Repeat, exactly and alone, every line from the line that contains "Point out the sky" to the end of the entries.

___

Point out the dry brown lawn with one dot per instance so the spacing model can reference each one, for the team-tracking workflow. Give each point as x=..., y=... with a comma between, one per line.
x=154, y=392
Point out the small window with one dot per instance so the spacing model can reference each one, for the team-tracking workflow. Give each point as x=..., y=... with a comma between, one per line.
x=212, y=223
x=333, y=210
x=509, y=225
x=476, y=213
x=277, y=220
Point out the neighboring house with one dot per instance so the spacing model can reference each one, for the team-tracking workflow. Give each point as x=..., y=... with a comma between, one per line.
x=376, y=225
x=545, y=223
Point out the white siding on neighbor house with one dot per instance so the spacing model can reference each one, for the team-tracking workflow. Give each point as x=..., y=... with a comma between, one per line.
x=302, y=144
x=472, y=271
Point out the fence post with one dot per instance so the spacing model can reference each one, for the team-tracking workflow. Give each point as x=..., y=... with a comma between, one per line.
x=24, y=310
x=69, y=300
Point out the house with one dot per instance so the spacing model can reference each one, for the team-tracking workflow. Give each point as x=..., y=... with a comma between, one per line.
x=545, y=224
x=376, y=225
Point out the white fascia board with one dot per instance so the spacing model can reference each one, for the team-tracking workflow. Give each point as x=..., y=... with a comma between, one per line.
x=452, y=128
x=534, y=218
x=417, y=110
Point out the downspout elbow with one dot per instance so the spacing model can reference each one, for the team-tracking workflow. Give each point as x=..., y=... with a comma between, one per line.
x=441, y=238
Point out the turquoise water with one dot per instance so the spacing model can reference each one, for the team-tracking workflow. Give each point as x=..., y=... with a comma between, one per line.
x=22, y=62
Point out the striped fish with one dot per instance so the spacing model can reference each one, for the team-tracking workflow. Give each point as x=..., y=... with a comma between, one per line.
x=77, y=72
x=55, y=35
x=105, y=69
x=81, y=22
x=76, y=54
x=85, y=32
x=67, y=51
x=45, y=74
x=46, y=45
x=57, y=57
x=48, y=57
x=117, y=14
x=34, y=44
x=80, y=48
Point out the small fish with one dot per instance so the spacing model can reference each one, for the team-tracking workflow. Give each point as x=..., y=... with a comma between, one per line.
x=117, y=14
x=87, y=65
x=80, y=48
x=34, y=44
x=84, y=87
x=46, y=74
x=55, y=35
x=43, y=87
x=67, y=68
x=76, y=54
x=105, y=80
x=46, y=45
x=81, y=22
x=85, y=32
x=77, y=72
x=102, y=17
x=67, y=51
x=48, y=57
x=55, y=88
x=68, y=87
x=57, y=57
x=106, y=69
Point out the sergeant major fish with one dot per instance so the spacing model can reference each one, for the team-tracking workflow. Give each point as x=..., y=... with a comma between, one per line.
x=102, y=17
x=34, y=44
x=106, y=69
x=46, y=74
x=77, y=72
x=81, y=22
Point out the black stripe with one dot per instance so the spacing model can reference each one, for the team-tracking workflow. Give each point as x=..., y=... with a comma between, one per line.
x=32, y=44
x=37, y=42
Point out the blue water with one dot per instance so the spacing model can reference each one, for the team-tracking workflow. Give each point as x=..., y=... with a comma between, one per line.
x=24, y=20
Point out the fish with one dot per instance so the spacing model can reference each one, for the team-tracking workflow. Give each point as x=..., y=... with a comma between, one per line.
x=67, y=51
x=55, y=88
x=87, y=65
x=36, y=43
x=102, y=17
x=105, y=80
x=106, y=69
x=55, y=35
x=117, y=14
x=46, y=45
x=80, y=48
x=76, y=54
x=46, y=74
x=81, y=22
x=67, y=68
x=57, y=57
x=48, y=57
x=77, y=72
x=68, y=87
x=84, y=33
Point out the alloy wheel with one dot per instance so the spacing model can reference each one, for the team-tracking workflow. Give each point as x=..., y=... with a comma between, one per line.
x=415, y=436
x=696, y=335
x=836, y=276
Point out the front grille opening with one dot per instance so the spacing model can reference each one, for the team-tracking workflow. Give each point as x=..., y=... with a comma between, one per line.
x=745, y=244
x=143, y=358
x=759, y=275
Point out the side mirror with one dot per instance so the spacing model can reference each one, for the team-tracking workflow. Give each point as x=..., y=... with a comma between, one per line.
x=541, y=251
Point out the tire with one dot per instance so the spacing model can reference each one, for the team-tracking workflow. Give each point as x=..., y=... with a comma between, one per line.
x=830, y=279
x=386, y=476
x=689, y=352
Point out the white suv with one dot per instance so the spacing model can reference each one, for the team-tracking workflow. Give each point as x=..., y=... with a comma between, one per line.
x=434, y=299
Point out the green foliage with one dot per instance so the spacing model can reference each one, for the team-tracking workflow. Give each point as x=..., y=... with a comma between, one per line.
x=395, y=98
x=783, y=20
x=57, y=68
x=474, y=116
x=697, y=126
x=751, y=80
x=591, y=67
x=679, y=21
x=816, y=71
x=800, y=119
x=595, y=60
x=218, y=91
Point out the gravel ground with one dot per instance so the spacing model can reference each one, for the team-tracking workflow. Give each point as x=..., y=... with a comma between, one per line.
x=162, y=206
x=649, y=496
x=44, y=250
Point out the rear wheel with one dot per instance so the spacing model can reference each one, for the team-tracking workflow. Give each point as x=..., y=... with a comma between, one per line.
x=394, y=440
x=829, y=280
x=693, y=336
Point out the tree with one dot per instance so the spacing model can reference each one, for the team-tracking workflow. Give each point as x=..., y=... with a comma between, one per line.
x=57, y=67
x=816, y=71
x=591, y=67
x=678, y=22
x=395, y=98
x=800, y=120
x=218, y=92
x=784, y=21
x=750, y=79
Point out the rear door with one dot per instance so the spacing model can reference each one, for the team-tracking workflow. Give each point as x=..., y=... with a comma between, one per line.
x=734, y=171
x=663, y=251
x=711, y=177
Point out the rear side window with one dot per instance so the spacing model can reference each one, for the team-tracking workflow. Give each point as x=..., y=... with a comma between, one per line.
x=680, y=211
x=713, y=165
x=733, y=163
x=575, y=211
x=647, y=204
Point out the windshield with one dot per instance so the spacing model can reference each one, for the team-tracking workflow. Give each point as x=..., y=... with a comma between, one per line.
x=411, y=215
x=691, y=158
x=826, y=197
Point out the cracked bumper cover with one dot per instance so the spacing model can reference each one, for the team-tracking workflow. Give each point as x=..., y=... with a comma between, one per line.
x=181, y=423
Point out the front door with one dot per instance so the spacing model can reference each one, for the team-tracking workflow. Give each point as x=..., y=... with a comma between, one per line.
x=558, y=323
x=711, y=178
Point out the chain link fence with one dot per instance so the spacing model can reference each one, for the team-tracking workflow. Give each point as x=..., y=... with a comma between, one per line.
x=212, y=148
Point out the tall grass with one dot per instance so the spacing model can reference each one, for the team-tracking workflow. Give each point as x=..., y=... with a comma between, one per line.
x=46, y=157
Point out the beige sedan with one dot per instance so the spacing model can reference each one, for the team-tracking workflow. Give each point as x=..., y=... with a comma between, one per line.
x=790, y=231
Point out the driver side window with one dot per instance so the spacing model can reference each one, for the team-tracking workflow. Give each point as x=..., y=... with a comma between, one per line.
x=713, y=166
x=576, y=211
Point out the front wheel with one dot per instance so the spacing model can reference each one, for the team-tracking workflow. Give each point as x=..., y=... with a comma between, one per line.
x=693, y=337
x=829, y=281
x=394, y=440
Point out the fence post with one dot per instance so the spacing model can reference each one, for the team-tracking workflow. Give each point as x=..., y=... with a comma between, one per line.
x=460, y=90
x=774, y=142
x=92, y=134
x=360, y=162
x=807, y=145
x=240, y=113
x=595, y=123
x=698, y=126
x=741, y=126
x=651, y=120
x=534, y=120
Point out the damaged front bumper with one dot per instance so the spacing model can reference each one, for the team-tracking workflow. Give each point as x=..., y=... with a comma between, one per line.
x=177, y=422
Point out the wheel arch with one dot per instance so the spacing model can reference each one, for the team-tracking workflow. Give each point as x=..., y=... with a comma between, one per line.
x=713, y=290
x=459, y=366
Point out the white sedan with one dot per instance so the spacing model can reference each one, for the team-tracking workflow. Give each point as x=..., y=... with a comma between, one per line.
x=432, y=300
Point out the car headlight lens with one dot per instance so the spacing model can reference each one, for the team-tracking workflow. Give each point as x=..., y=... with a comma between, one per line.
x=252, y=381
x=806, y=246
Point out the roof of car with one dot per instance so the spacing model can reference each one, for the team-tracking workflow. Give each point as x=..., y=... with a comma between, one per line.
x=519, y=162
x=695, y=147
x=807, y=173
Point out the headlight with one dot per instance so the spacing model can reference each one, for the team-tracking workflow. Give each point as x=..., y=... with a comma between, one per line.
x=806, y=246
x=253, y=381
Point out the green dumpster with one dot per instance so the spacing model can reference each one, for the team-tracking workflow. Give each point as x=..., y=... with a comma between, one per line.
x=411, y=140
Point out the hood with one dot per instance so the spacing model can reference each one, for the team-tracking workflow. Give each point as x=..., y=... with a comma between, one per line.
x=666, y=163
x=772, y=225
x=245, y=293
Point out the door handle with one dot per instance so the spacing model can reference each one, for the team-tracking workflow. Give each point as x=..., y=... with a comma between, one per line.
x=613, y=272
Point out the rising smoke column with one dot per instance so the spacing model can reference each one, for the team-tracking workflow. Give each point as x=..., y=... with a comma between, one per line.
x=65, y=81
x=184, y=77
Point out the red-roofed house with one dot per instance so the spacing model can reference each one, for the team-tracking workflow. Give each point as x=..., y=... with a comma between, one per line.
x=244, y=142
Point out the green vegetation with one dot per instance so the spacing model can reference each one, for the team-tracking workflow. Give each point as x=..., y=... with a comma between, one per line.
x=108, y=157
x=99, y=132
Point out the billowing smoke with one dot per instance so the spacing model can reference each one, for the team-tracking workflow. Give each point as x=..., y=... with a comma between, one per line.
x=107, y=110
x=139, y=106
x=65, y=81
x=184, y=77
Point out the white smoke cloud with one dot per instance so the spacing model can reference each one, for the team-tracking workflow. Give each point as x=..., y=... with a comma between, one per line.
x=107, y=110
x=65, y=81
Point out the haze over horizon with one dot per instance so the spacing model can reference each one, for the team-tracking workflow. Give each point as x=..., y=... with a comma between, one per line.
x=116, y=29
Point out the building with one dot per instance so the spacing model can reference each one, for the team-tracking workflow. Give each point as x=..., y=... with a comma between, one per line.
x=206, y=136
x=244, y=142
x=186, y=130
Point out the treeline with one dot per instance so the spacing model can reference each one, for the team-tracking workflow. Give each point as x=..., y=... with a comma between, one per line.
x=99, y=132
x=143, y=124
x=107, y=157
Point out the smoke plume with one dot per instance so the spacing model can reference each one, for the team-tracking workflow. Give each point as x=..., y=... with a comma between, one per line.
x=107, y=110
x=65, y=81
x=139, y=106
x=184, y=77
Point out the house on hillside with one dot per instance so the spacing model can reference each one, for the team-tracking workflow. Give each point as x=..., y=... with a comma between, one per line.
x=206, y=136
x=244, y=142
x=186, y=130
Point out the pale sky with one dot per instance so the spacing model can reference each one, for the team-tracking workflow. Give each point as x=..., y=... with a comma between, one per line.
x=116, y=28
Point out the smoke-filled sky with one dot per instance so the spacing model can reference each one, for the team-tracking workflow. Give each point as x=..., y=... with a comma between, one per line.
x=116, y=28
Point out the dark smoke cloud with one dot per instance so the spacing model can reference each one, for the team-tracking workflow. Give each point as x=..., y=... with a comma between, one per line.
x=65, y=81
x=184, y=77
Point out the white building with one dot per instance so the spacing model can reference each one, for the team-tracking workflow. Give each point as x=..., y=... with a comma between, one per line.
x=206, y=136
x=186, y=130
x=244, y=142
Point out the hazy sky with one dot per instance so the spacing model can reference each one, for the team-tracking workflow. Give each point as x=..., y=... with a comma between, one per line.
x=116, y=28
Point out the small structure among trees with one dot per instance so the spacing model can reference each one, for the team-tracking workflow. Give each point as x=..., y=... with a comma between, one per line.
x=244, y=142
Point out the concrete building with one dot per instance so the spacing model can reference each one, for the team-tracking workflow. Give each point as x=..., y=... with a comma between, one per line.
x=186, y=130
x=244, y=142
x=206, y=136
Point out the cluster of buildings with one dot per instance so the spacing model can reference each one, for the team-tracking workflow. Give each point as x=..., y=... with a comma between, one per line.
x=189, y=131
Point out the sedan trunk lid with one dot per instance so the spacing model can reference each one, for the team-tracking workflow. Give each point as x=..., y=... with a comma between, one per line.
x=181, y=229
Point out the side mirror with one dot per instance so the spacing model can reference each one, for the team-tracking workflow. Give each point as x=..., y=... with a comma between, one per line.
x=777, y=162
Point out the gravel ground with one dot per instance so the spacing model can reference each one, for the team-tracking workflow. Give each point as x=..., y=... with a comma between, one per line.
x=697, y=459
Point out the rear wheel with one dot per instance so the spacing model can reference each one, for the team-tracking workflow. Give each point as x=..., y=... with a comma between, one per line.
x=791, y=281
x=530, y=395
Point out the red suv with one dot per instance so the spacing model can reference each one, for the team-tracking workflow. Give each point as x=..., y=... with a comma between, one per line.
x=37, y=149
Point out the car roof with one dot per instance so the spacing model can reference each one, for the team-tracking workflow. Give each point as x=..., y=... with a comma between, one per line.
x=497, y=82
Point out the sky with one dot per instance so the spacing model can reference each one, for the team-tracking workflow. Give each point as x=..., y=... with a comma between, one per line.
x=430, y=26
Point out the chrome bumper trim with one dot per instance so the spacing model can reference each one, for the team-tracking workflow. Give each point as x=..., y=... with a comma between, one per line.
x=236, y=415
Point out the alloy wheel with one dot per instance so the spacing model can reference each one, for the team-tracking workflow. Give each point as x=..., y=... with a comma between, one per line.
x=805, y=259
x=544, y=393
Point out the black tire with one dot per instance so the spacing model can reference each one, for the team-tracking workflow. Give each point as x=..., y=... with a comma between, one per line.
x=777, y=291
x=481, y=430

___

## Response to the task
Point out the sky with one dot per instance so the spacing model can reference each one, for the team-tracking workflow. Give each point as x=..., y=... with a comma between, one per line.
x=430, y=26
Point out the chrome bumper trim with one dot per instance so the spacing model can reference each one, for the team-tracking workflow. Give each point as x=..., y=... with a comma between, one per line.
x=236, y=415
Point out the alloy wheel with one dot per instance so the spacing model can reference each one, for the team-tracking workflow. Give each point as x=..., y=... with a comma between, one per line.
x=805, y=259
x=544, y=393
Point out the black tire with one dot per instance so the spacing model can reference each one, for the team-tracking workflow. Give each point as x=..., y=... with a comma between, one per line.
x=777, y=291
x=481, y=430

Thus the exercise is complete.